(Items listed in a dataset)

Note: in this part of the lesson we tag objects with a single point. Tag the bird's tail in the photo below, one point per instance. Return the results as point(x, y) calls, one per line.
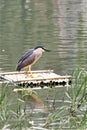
point(18, 68)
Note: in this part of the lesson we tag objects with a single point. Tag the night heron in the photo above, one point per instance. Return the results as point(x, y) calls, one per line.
point(30, 58)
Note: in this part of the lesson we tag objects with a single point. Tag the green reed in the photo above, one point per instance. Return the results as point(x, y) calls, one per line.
point(74, 114)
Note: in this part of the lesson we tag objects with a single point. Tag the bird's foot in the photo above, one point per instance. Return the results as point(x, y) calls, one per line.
point(29, 75)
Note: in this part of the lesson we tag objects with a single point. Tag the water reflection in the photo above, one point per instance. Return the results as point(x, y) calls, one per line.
point(59, 25)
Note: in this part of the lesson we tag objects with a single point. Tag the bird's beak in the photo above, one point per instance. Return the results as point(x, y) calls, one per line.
point(47, 50)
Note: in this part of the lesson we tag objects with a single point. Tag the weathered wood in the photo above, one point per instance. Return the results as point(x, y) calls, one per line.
point(40, 77)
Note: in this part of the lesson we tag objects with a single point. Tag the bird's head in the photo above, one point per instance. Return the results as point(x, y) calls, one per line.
point(42, 48)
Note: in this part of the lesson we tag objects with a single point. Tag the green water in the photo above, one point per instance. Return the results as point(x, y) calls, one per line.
point(60, 25)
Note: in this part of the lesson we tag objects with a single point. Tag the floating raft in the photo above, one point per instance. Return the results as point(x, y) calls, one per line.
point(39, 79)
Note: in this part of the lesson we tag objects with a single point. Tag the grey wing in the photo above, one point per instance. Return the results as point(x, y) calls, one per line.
point(26, 60)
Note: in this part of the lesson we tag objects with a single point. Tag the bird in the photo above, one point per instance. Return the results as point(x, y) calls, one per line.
point(30, 58)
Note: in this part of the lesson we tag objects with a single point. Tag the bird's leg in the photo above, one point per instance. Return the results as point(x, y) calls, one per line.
point(28, 71)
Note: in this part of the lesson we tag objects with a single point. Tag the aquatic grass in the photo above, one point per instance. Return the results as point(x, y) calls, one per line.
point(74, 114)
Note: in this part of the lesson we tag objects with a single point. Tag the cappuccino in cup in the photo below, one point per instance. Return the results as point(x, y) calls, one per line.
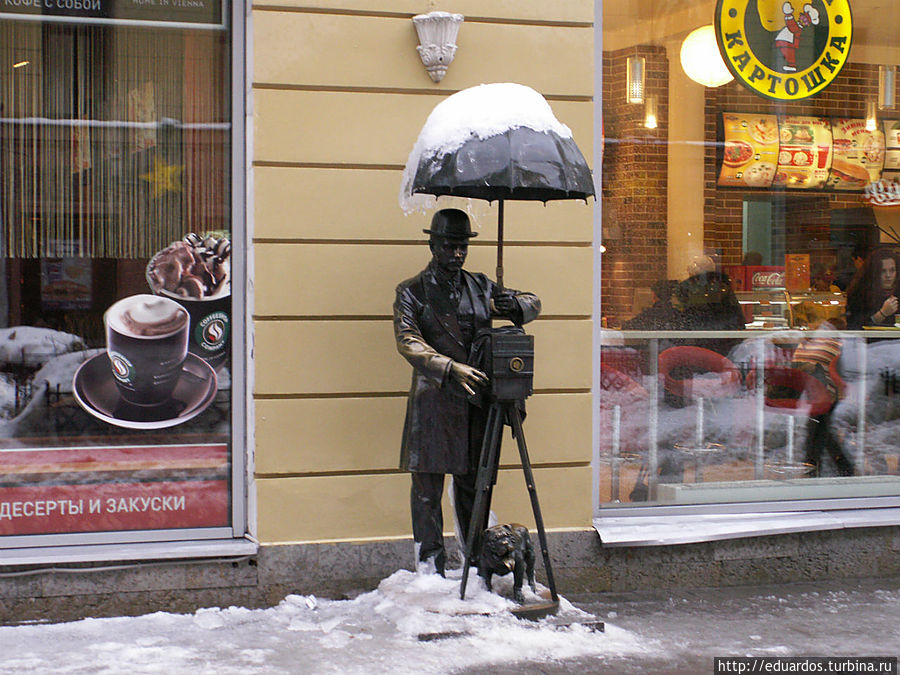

### Exercise prompt
Could you copy every record above word for word, leaving the pictures out of your answer?

### Solution to the exercise
Note: in this part of the lesson we tag objects with a single point. Tag the bird's tail in the photo below, one point per instance. Return the results as point(x, y) calls, one per line.
point(18, 68)
Note: in this part of the lesson we tag objects with a single point. Tag the night heron in the photo above, one point per instance. Return the results as point(x, y) calls, one per line.
point(30, 58)
Note: in this part of the lesson we tag objects with a single point. Tag the green reed in the photo above, one point per instance. Return the results as point(x, y) calls, one per line.
point(74, 114)
Note: in this part of the lesson we tag objects with a single point. Tag the bird's foot in the photo above, one point per instance. Return the results as point(x, y) calls, one per line.
point(29, 75)
Note: in this part of the lesson we tag objects with a single point. Tag the water reflection in the photo above, one point per instance. Return the results as point(x, y) calls, one per line.
point(59, 25)
Note: in this part of the lesson we tag objects with a single point. Tag the bird's beak in the photo above, one point per instance. Return the results as point(x, y) calls, one per line.
point(47, 50)
Note: in this part of the lesson we tag objects with a single point. Tag the weathered wood in the photo above, one point per instance. Return the results as point(x, y) calls, one per line.
point(40, 77)
Note: in this part of the lesson we tag objects with a single point. Tag the bird's head in the photo above, one point per instance. Return the results as point(x, y) calls, one per line.
point(42, 48)
Note: in this part of the lesson we tag objects with a single point. Tag the green water in the photo above, one point per instance. Return the results as point(x, y) calls, one per line.
point(60, 25)
Note: in this part of the lesson we tag objects with a single point. Tag the floating raft in the photo above, one point per instance. Return the results as point(x, y) calls, one per line.
point(39, 79)
Note: in this part of the lesson we tag objects with a single point. Tag the grey wing in the photo above, one point per instance. Return the results as point(x, y) calls, one per line.
point(26, 60)
Note: in this part of the lesson we tag objects with a single point. Tag the bird in the photo above, one point per instance. Return the results as point(x, y) calls, one per line.
point(30, 58)
Note: in this part of the lesson we tag objects with a single point. Tag the bird's leg in the photo above, one point per instance. Return the results as point(x, y) calls, one per line.
point(28, 71)
Note: in this part of the lesson we tag objects with a single point. Tag the aquatic grass in the photo above, one point per instance. Return the results as point(x, y) calls, one per line.
point(74, 114)
Note: in this part of the lesson we tag objects with a single point. Tag the cappuccino in cup in the photo below, one point per instance. Return the results as point(x, y) calls, one per line.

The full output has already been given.